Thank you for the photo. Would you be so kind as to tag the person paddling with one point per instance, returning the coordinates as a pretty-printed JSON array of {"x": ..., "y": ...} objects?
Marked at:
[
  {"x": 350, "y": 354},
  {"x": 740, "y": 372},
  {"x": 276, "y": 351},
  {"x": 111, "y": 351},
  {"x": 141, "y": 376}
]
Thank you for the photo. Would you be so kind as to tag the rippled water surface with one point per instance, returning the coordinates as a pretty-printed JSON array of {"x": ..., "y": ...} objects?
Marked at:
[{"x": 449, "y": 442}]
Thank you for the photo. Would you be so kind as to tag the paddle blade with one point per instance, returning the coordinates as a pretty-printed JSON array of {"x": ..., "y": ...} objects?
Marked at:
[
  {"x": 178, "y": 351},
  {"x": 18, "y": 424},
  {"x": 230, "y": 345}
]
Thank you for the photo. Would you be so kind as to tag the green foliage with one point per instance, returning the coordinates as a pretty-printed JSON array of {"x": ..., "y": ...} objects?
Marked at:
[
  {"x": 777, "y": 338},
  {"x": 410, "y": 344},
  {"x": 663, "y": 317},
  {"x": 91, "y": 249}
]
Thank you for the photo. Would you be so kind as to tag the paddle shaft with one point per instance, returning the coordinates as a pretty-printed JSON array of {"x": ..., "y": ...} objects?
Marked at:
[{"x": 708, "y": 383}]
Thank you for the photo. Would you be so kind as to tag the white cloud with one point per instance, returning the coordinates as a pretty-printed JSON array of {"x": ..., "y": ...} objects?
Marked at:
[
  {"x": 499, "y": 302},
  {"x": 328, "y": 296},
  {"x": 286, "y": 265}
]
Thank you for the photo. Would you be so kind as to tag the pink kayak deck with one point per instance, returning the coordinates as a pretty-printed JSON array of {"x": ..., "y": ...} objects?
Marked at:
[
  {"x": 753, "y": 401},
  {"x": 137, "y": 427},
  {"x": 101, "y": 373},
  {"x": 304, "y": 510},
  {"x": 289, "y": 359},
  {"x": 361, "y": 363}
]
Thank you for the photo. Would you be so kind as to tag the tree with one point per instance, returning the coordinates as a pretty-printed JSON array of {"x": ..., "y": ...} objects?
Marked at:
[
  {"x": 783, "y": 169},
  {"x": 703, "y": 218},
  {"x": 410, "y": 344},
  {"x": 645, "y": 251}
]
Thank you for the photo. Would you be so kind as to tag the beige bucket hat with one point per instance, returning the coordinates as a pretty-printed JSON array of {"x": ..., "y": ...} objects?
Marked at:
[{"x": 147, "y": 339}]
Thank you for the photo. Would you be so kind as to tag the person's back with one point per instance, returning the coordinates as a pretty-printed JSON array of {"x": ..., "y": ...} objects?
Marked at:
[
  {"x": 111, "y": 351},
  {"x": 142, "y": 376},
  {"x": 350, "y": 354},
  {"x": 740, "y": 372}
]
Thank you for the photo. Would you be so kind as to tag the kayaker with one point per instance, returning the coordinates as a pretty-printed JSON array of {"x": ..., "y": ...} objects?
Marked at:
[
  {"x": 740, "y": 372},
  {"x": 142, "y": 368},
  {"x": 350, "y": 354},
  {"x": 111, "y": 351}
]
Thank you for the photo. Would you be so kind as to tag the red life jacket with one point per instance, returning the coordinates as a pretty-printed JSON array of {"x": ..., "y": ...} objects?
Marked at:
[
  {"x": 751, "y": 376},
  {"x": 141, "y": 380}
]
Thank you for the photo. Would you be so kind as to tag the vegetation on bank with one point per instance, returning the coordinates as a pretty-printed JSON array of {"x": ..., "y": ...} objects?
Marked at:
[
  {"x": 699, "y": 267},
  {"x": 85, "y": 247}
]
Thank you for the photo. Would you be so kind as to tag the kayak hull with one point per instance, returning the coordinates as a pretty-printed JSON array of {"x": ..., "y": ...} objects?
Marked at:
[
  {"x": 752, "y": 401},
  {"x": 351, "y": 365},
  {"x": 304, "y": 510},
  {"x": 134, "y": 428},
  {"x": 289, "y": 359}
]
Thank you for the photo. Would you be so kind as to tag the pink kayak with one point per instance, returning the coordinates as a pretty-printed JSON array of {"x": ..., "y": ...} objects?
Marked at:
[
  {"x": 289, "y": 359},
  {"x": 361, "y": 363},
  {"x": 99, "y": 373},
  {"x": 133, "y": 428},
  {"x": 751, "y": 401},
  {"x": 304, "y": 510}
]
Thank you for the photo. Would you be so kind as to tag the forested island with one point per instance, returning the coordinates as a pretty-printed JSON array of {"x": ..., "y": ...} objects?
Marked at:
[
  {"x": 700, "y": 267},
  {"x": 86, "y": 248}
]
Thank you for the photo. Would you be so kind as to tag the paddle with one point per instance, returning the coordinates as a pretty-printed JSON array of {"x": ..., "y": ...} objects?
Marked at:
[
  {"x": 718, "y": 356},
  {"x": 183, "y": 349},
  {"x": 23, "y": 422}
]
________
● **Aim of the task**
Every line of the entries above that includes "person" should be copied.

● **Solution to this task**
Thank you for the photo. Would you be so kind as to tag the person paddling with one point per instance, returning the coordinates as a pretty-printed JSON array of {"x": ..., "y": ...} objects?
Thank you for the photo. Would you be so kind as to tag the person's back with one point per instance, returning the coordinates as a pretty-printed JSON array of {"x": ..., "y": ...} objects?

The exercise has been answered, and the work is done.